▶ _Given passage_:

━━━━━━━━

The spinning about Biden’s election chances is the fun and easy part. But the hard question, and the one it’s hard to see how Democrats duck for the next six months, is whether anyone is actually in charge in the White House. Politicos are notoriously bad at thinking beyond the talking points that will get them through their next two-minute cable TV appearance—just look at how many figured they should just insist that Biden is still sharp as a tack, which was obviously not a position they would actually be able to sustain. If American journalism is not too far gone as well—and who knows, given the insane effort in recent months to hide from the nation the reality of the president’s condition—this is what every reporter will be asking about, every news organization clamoring to investigate.
Ironically, Biden resigning the White House but carrying on his election bid would have been the more legitimate course of action: He can’t do the job, but, dammit, he’s asking for your vote. Conversely, ending a presidential bid for the sake of a partisan interest while refusing to step down from office for the sake of the national interest is abhorrent—the Defenders of Democracy(tm) saluting it are reminding us all once again that it is only the defeat of Donald Trump that interests them.
Hopefully he resigns in the coming weeks—prior to the Democratic National Convention would make sense, if he indeed wants to see Vice President Harris receive the nomination. Dropping out isn’t patriotic, it’s taking your ball and going home when the other kids start running up the score. Stepping down—that would be worthy of the applause being handed out too cheaply right now.
PITY THE POOR ECONOMICS REPORTER
It’s fun to watch reporters struggle with economics when the economists they rely on don’t have anything useful to say about it. The effect is greatly compounded by the shifting ideological valence of the issues, with Republicans now needing to be condemned on grounds that Democrats just yesterday would have been applauded. Good luck finding the in-depth analysis worrying that a Democratic push for greater union organizing would be “inflationary,” or the concern that too much investment in job training would boost productivity too high, thereby reducing the demand for work. But now that Republicans are interested in tight labor markets, worker power, and rising wages, surely something must be wrong.
New York Times political writer Jonathan Weisman delivered a spectacular example last week, reporting from Milwaukee: “J.D. Vance, the Republicans’ vice-presidential nominee, wants to center the working class in a Trump second term, but economists on the left and right question whether his prescriptions would actually help.” Citing Vance’s focus on raising wages and reshoring manufacturing through tariffs and immigration restriction, Weisman warned readers, “to some economists on the left and the right, the policies might have political appeal to blue-collar workers, but they are economically incoherent and inherently inflationary, and will ultimately harm the people they purport to help.”

━━━━━━━━

▶ _Given data_:
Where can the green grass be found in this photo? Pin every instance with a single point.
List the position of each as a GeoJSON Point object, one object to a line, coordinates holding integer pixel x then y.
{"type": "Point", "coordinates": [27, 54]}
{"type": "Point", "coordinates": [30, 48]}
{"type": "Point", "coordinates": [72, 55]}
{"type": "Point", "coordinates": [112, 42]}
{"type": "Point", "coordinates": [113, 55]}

━━━━━━━━

▶ _Stated task_:
Pick up the commentary on Biden and economics reporting right after its last sentence and write the next part.

▶ _Task response_:
Of course, Weisman’s economist of the “left” was center-left neoliberal Larry Summers, who has been as consistently and loudly wrong about globalization as any economist of the past 25 years. Indeed, in American Compass’s “Wrong All Along” project documenting the most embarrassing views on globalization from across the political spectrum, Summers appears repeatedly. “It has sometimes been remarked that asking five economists a question will generate ten different answers,” he wrote in 2000 while serving as Secretary of the Treasury in the Clinton administration, “on this issue there has been only one answer: that welcoming China into the global economic system is right for the American economy and for the global economy.” He added, “the economic and commercial benefits of granting [Permanent Normal Trade Relations to China] are significant and all on the side of US businesses and workers.”
Unsurprisingly, then, a refusal to follow his terrible advice earns low marks from him. “It’s a maximal prescription for stagflation,” Summers tells Weisman. “It brings together the worst of macroeconomic irresponsibility, the worst of a supply-side shock populism and the worst of anti-business diminutions of confidence.”
From the “right,” Weisman highlights center-right neoliberal Doug Holtz-Eakin, a senior adviser to John McCain’s 2008 presidential campaign. Holtz-Eakin doesn’t offer any substantive critique of Vance’s working-class agenda, instead providing Weisman the bromides that “it uses the power of the state to solve all our problems” and “what is absolutely missing is consumer sovereignty, the respect for individuals to make private decisions.” That’s not economic analysis at all, but misapplication of a political ideology to a set of policy issues where it makes no sense. How, besides the power of the state, would one set and enforce immigration levels or manage trade with Communist China?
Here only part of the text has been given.